** start of Selected excerpt **

As a consequence, the cost function for the state and model parameters problem is 
$$
\begin{align*}
J(\mathbf{x}_{0:K}, {\color{red}{\boldsymbol{\omega}}}) &=  -\ln \, p(\mathbf{x}_{0:K}, {\color{red}{\boldsymbol{\omega}}}|\mathbf{y}_{0:K}) \\
&= -\ln \, p(\mathbf{x}_0) + \frac{1}{2} \sum_{k=0}^K \|\mathbf{y}_k-\mathbf{H}_k \mathbf{x}_k\|^2_{\mathbf{R}_k^{-1}} + \frac{1}{2} \sum_{k=1}^K \|\mathbf{x}_k- M_k\left({\color{red}{\boldsymbol{\omega}}}, \mathbf{x}_{k-1}\right) \|^2_{\mathbf{Q}_k^{-1}}- \ln \, p({\color{red}{\boldsymbol{\omega}}}) + \mathrm{constants}.
\end{align*}
$$
This cost function is again similar to the weak-constraint 4D-var, but (i) ${\color{red}{\boldsymbol{\omega}}}$ is now part of the control variables, and (ii) there is a prior/background term on ${\color{\red}{\boldsymbol{\omega}}}$ that may or may not play a role depending on the relative importance of the dataset. 

We note that, to be effective, a data assimialtion analysis based on this cost function would require not only
the gradient of the cost function with respect to the whole state trajectory, i.e. $\nabla_{\boldsymbol{\mathbf{x}_{0:K}}} J$,
but also the gradient of the cost function with respect to the model parameters, i.e. $\nabla_{\color{\red}{\boldsymbol{\omega}}} J$. This entails the construction of a tangent linear and adjoint of the model with respect to the model parameters, which could represent a significant hardship and will be discussed later on.

** end of Selected excerpt **

**Directive A:** Return, word for word, the part of the cost-function excerpt starting with "As a consequence, the" and going on through "of the dataset.".
**Directive B:** Resume the excerpt on the data assimilation cost function right after its last sentence.

** start of Provided records **

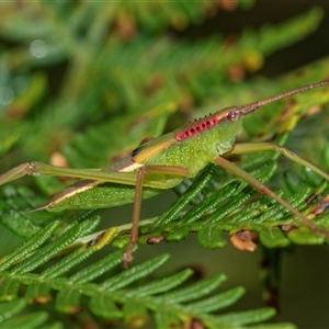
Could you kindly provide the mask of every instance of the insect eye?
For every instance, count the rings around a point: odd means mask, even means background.
[[[229,121],[235,121],[237,117],[238,117],[238,113],[236,111],[230,111],[226,115],[226,118]]]

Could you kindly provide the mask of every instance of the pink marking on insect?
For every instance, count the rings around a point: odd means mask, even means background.
[[[235,121],[240,116],[241,113],[239,111],[229,111],[229,112],[220,112],[215,113],[208,116],[205,116],[204,118],[200,118],[188,126],[185,126],[183,129],[179,129],[177,135],[174,136],[174,139],[178,141],[182,141],[193,135],[196,135],[205,129],[212,128],[213,126],[217,125],[218,122],[228,120],[228,121]]]

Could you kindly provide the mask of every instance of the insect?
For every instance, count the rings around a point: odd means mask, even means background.
[[[329,181],[329,174],[282,146],[271,143],[236,144],[237,133],[241,128],[246,115],[283,98],[328,84],[329,79],[254,103],[219,110],[159,138],[141,144],[133,150],[131,156],[104,169],[72,169],[41,162],[25,162],[0,175],[0,185],[25,174],[80,179],[55,194],[48,203],[35,211],[59,212],[134,203],[131,241],[124,254],[125,266],[133,259],[133,248],[138,237],[141,200],[151,197],[163,189],[173,188],[185,178],[195,177],[208,162],[220,166],[234,175],[243,179],[259,192],[274,198],[314,231],[327,234],[320,231],[313,222],[266,185],[226,158],[228,155],[279,151]]]

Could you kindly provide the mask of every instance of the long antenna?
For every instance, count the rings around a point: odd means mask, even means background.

** end of Provided records **

**Reply A:**
As a consequence, the cost function for the state and model parameters problem is 
$$
\begin{align*}
J(\mathbf{x}_{0:K}, {\color{red}{\boldsymbol{\omega}}}) &=  -\ln \, p(\mathbf{x}_{0:K}, {\color{red}{\boldsymbol{\omega}}}|\mathbf{y}_{0:K}) \\
&= -\ln \, p(\mathbf{x}_0) + \frac{1}{2} \sum_{k=0}^K \|\mathbf{y}_k-\mathbf{H}_k \mathbf{x}_k\|^2_{\mathbf{R}_k^{-1}} + \frac{1}{2} \sum_{k=1}^K \|\mathbf{x}_k- M_k\left({\color{red}{\boldsymbol{\omega}}}, \mathbf{x}_{k-1}\right) \|^2_{\mathbf{Q}_k^{-1}}- \ln \, p({\color{red}{\boldsymbol{\omega}}}) + \mathrm{constants}.
\end{align*}
$$
This cost function is again similar to the weak-constraint 4D-var, but (i) ${\color{red}{\boldsymbol{\omega}}}$ is now part of the control variables, and (ii) there is a prior/background term on ${\color{\red}{\boldsymbol{\omega}}}$ that may or may not play a role depending on the relative importance of the dataset.

**Reply B:**
### <span style="color:blue"> Machine learning limit </span>

This (Bayesian) data assimilation standpoint on the problem of estimating the model (together with the state trajectory) is remarkable as it allows for noisy and partial observations of the physical system, as in traditional data assimilation. Classical and simple machine learning approaches of the problem would rather use a dataset which relies on a complete observation of the physical system with minimal noise, using a simple least-square __loss__ function.

It turns out that this can be seen as a limiting case of the data assimilation problem previously discussed.
Let us again consider the cost function $J(\mathbf{x}_{0:K}, {\color{red}{\boldsymbol{\omega}}})$. Let us assume that the physical system is fully and directly observed, i.e. $\mathbf{H}_k \equiv \mathbf{I}$, and that the observation errors tend to zero, i.e. $\mathbf{R}_k \rightarrow \mathbf{0}$. Then the observation term in the cost function is completely frozen and imposes that $\mathbf{x}_k \simeq \mathbf{y}_k$, so that, in this limit, the cost function becomes
$$
J(\boldsymbol{\omega}) = \frac{1}{2} \sum_{k=0}^K \left\| \mathbf{y}_k- M_k({\color{red}{\boldsymbol{\omega}}}
, \mathbf{y}_{k-1}) \right\|^2_{\mathbf{Q}_k^{-1}} - \ln \, p({\color{red}{\boldsymbol{\omega}}}) + \mathrm{constants}.
$$
This coincides with the tyical machine learning __loss function__, where we would try to fit the best model parametrised by $\color{red}{\boldsymbol{\omega}}$ to the observation sequence over the time window.
Again, solving the numerical problem would require the gradient of this loss function with respect to the parameters, i.e. $\nabla_{\color{red}{\boldsymbol{\omega}}} J$, which is certainly computationally challenging with complex parametrised models, as developed for the goesiences.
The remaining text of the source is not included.